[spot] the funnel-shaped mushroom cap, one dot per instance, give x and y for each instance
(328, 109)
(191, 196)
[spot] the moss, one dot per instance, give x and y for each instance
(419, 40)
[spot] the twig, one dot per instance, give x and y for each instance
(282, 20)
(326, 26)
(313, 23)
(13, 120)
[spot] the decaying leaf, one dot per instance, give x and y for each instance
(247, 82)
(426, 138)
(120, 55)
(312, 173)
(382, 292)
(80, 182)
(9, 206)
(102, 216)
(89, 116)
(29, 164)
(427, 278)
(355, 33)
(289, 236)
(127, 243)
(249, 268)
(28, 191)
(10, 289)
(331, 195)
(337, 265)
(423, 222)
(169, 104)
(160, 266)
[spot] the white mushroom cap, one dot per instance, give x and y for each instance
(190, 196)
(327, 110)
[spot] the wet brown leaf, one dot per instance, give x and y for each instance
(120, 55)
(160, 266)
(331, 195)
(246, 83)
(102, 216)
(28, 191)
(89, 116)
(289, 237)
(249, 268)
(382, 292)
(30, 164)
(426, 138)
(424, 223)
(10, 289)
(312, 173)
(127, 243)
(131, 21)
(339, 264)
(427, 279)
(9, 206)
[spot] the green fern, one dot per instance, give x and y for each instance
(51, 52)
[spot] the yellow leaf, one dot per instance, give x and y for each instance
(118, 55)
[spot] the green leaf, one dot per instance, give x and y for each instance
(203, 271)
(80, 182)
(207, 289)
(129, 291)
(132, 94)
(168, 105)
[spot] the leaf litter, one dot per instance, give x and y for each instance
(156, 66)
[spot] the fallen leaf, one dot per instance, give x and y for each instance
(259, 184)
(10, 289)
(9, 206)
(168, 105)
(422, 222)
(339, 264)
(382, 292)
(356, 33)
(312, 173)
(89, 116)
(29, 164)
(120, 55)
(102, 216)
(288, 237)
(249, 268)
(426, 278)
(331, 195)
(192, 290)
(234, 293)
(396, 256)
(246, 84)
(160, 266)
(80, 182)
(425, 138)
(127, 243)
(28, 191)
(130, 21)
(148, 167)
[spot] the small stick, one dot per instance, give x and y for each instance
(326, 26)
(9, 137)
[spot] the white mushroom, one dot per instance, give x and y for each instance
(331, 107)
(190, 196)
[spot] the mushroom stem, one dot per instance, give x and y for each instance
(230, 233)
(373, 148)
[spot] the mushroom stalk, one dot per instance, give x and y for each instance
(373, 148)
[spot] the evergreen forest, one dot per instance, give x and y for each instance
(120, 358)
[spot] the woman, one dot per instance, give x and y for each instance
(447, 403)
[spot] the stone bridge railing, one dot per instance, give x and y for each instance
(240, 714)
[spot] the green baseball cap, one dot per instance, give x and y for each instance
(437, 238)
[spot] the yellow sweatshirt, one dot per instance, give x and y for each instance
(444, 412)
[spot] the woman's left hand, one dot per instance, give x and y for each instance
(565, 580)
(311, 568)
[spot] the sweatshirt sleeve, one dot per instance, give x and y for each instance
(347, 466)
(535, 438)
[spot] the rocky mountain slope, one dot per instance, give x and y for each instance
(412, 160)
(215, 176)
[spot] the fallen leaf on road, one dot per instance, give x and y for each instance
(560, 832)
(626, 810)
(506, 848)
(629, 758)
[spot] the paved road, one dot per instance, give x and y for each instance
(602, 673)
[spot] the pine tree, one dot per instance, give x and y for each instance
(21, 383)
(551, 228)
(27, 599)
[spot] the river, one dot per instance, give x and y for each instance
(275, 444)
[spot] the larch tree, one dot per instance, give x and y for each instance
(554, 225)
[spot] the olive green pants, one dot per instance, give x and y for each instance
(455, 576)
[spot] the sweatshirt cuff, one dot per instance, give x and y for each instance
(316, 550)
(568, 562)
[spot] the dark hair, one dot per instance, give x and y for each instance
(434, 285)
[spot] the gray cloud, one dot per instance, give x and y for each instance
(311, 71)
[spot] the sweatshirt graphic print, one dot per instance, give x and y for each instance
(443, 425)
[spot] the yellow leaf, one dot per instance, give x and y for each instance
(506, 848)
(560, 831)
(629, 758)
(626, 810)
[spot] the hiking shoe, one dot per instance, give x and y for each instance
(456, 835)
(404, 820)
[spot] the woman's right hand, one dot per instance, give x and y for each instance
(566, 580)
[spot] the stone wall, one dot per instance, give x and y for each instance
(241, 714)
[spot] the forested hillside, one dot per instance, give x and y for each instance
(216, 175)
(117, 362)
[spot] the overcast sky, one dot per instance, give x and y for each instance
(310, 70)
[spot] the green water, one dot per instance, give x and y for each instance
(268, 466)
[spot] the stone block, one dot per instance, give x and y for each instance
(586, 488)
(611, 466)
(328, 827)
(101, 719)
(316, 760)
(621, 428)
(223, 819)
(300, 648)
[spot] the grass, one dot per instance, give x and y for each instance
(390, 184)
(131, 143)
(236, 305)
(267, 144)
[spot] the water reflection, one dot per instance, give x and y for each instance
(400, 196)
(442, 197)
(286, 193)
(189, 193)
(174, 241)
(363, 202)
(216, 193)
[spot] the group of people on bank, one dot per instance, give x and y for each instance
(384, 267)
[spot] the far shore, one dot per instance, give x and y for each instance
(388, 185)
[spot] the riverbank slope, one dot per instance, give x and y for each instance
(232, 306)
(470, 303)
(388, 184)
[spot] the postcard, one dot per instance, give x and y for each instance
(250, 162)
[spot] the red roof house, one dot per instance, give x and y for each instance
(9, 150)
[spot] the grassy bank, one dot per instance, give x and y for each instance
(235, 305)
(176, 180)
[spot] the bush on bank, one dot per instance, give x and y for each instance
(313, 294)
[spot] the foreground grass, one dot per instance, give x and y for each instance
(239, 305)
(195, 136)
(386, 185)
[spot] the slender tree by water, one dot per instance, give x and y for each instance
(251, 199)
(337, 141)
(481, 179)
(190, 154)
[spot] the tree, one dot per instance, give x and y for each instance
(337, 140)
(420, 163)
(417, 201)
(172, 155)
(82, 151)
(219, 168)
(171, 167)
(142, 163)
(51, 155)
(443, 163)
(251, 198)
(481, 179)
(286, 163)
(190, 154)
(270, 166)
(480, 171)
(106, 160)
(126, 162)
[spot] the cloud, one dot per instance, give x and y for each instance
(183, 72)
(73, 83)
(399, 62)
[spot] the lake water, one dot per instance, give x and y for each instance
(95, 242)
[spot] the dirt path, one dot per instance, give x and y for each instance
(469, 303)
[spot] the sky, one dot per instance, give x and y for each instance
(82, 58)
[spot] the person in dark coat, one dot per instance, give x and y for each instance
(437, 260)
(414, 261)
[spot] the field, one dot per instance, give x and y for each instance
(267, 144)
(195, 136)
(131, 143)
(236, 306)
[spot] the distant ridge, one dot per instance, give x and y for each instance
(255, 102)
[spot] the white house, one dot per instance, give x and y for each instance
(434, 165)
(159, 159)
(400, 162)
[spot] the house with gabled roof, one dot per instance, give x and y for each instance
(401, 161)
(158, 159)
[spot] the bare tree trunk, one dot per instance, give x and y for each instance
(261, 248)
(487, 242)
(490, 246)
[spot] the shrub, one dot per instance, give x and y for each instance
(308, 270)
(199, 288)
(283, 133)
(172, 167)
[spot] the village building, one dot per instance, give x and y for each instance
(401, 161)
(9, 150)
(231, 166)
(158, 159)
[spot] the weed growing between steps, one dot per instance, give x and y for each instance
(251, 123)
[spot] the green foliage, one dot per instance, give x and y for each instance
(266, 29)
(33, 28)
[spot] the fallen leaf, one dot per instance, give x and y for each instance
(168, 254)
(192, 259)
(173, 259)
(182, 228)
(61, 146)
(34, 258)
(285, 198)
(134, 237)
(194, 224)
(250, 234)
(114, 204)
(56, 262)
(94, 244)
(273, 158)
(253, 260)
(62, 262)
■ ■ ■ ■
* _What the task asks_:
Turn the listing above into a numbered list, one line per item, with blank lines left out.

* _Solution_:
1. [spot] the funnel-shaped mushroom cap, one dot per instance, give x and y for each instance
2. (328, 109)
3. (191, 196)
4. [spot] the moss, one dot per instance, give x and y for each instance
5. (419, 40)
6. [spot] the twig, one dot per instance, give x and y for each instance
7. (282, 20)
8. (326, 26)
9. (313, 23)
10. (13, 120)
11. [spot] the decaying leaf, one dot per instance, give x and y for each instance
12. (247, 82)
13. (426, 138)
14. (120, 55)
15. (312, 173)
16. (382, 292)
17. (80, 182)
18. (9, 206)
19. (102, 216)
20. (89, 116)
21. (29, 164)
22. (427, 278)
23. (355, 33)
24. (289, 236)
25. (127, 243)
26. (249, 268)
27. (28, 191)
28. (10, 289)
29. (331, 195)
30. (337, 265)
31. (423, 222)
32. (169, 104)
33. (160, 266)
34. [spot] the white mushroom cap, one dot per instance, give x and y for each instance
35. (190, 196)
36. (327, 110)
37. [spot] the wet brown leaf, one dot per instance, give x and y for each instance
38. (120, 55)
39. (160, 266)
40. (331, 195)
41. (246, 83)
42. (102, 216)
43. (28, 191)
44. (89, 116)
45. (289, 237)
46. (249, 268)
47. (382, 292)
48. (30, 164)
49. (426, 138)
50. (424, 223)
51. (10, 289)
52. (312, 173)
53. (127, 243)
54. (131, 21)
55. (339, 264)
56. (427, 279)
57. (9, 206)
58. [spot] the green fern, one dot per instance, give x and y for each instance
59. (51, 52)
60. [spot] the yellow leaf, one dot per instance, give x and y for each instance
61. (118, 55)
62. [spot] the green leaf, one dot per instance, give x and y for each instance
63. (203, 271)
64. (80, 182)
65. (207, 289)
66. (129, 291)
67. (132, 94)
68. (168, 105)
69. [spot] the leaf litter, one dot per instance, give x and y for each instance
70. (156, 66)
71. [spot] the fallen leaf, one dot per instance, give x and y for each instance
72. (259, 184)
73. (10, 289)
74. (9, 206)
75. (168, 105)
76. (422, 222)
77. (339, 264)
78. (382, 292)
79. (356, 33)
80. (312, 173)
81. (89, 116)
82. (29, 164)
83. (120, 55)
84. (102, 216)
85. (288, 237)
86. (249, 268)
87. (426, 278)
88. (331, 195)
89. (192, 290)
90. (234, 293)
91. (396, 256)
92. (246, 84)
93. (160, 266)
94. (80, 182)
95. (425, 138)
96. (127, 243)
97. (28, 191)
98. (130, 21)
99. (148, 167)
100. [spot] the small stick, one dot per instance, give x and y for each instance
101. (326, 26)
102. (9, 137)
103. [spot] the white mushroom, one dot per instance, give x and y for each instance
104. (331, 107)
105. (190, 196)
106. [spot] the mushroom stem, one dot per instance, give x and y for each instance
107. (230, 233)
108. (373, 148)
109. [spot] the mushroom stalk, one dot per instance, give x and y for each instance
110. (373, 148)
111. [spot] the evergreen forest, one dot per instance, give x and y for each instance
112. (120, 358)
113. [spot] the woman, one dot per instance, give x and y for each instance
114. (447, 403)
115. [spot] the stone bridge railing, one dot per instance, give x and y for each instance
116. (240, 714)
117. [spot] the green baseball cap, one dot per instance, give x and y for each instance
118. (437, 238)
119. [spot] the yellow sweatshirt, one dot per instance, give x and y for each instance
120. (444, 412)
121. [spot] the woman's left hand, one dot per instance, give x and y for each instance
122. (565, 580)
123. (311, 568)
124. [spot] the sweatshirt sleeve, one dot per instance, give x and y for each instance
125. (347, 466)
126. (535, 438)
127. [spot] the rocky mountain slope, one dot per instance, give x and y for each instance
128. (412, 160)
129. (215, 176)
130. [spot] the fallen leaf on road, one dot per instance, give x and y for each instance
131. (560, 832)
132. (626, 810)
133. (506, 848)
134. (629, 758)
135. [spot] the paved road, one dot per instance, give x and y for each instance
136. (602, 673)
137. [spot] the pine tree, one dot per instance, give x and y for each instance
138. (21, 383)
139. (551, 228)
140. (27, 599)
141. [spot] the river, one dot per instance, give x and y for each instance
142. (275, 444)
143. [spot] the larch tree, one dot per instance, give x and y for each instance
144. (554, 225)
145. [spot] the olive green pants, one dot per instance, give x and y for each instance
146. (455, 576)
147. [spot] the sweatshirt cuff, one dot per instance, give x and y for each instance
148. (316, 550)
149. (568, 562)
150. [spot] the dark hair, one dot per instance, give x and y for each instance
151. (434, 285)
152. [spot] the gray cloud, one dot per instance, give x and y for each instance
153. (311, 71)
154. [spot] the sweatshirt graphic print, one dot per instance, give x and y for each instance
155. (443, 425)
156. [spot] the yellow leaf, one dot per instance, give x and y for each instance
157. (506, 848)
158. (560, 831)
159. (629, 758)
160. (626, 810)
161. [spot] the hiking shoe, one dot per instance, give x and y for each instance
162. (456, 835)
163. (404, 820)
164. [spot] the woman's right hand, one dot per instance, give x and y for each instance
165. (566, 580)
166. [spot] the stone wall, one dot per instance, give x and y for each instance
167. (241, 714)
168. [spot] the forested hillside, one dot per instance, give x and y for each instance
169. (216, 175)
170. (117, 362)
171. [spot] the overcast sky, one dot per instance, give x and y for each instance
172. (310, 70)
173. [spot] the green water, one dot per instance, give x and y for each instance
174. (268, 466)
175. [spot] the stone block, one dot per instance, give x and y for each instance
176. (586, 488)
177. (611, 466)
178. (328, 827)
179. (101, 719)
180. (316, 760)
181. (621, 428)
182. (223, 819)
183. (300, 648)
184. [spot] the grass, one dot per instance, give x and y for each instance
185. (390, 184)
186. (131, 143)
187. (236, 305)
188. (267, 144)
189. [spot] the water reflection, one dot per instance, give x and y for each instance
190. (400, 196)
191. (442, 197)
192. (286, 193)
193. (189, 193)
194. (174, 241)
195. (363, 202)
196. (216, 193)
197. [spot] the group of people on bank, one dot per instance, give x and y for each instance
198. (384, 267)
199. [spot] the far shore, one dot per instance, give x and y for each instance
200. (388, 185)
201. [spot] the riverbank slope, one dot per instance, give x and y for each instance
202. (232, 306)
203. (470, 303)
204. (388, 184)
205. [spot] the postcard, one dot per instance, give x and y for each instance
206. (250, 162)
207. [spot] the red roof house, one dot per instance, give x and y for each instance
208. (9, 150)
209. [spot] the grassy bank, one dot per instance, give x and y for each instance
210. (235, 305)
211. (176, 180)
212. [spot] the bush on bank, one dot per instance, give x and y for each instance
213. (313, 294)
214. [spot] the foreground grass, one dot per instance, give x and y for each instance
215. (239, 305)
216. (195, 136)
217. (386, 185)
218. [spot] the slender tree by water, one dot per instance, give x and y for each instance
219. (251, 199)
220. (337, 141)
221. (481, 179)
222. (190, 154)
223. [spot] the tree, one dot per instance, give x and y for each instance
224. (337, 140)
225. (420, 163)
226. (417, 201)
227. (172, 155)
228. (82, 151)
229. (219, 168)
230. (171, 167)
231. (142, 163)
232. (51, 155)
233. (443, 163)
234. (251, 198)
235. (481, 179)
236. (286, 163)
237. (190, 154)
238. (270, 166)
239. (480, 171)
240. (106, 160)
241. (126, 162)
242. [spot] the cloud, one dot per instance, give x and y for each instance
243. (183, 72)
244. (73, 83)
245. (399, 62)
246. [spot] the lake water, one dot per instance, give x and y for each instance
247. (95, 242)
248. [spot] the dirt path, one dot per instance, give x and y for each instance
249. (469, 303)
250. [spot] the sky, one dot per instance, give x and y for each instance
251. (82, 58)
252. [spot] the person in dark coat, one dot per instance, give x and y for each instance
253. (437, 260)
254. (414, 261)
255. [spot] the field, one dot per instance, give x and y for each instance
256. (267, 144)
257. (195, 136)
258. (131, 143)
259. (236, 306)
260. [spot] the distant ridge, one dot per instance, give x and y for each instance
261. (255, 102)
262. [spot] the white house, one dot per instance, give x and y for each instance
263. (434, 165)
264. (159, 159)
265. (400, 162)
266. [spot] the house with gabled roof, one dot per instance, give x and y for each instance
267. (401, 161)
268. (158, 159)
269. [spot] the bare tree trunk, one dot per instance, give x and y for each instance
270. (261, 248)
271. (487, 242)
272. (490, 246)
273. [spot] the shrub, one dot per instance, give x and y for each instance
274. (308, 270)
275. (199, 288)
276. (283, 133)
277. (172, 167)
278. [spot] the village building, one dot per instance, give x and y for each instance
279. (401, 161)
280. (9, 150)
281. (231, 166)
282. (158, 159)
283. [spot] the weed growing between steps, one dot per instance, give x and y for each instance
284. (251, 123)
285. [spot] the green foliage, one dot per instance, give x and y for each instance
286. (266, 29)
287. (33, 28)
288. [spot] the fallen leaf, one dot per instance, give x and y for each instance
289. (168, 254)
290. (192, 259)
291. (173, 259)
292. (182, 228)
293. (61, 146)
294. (34, 258)
295. (285, 198)
296. (134, 237)
297. (194, 224)
298. (250, 234)
299. (114, 204)
300. (56, 262)
301. (94, 244)
302. (273, 158)
303. (253, 260)
304. (62, 262)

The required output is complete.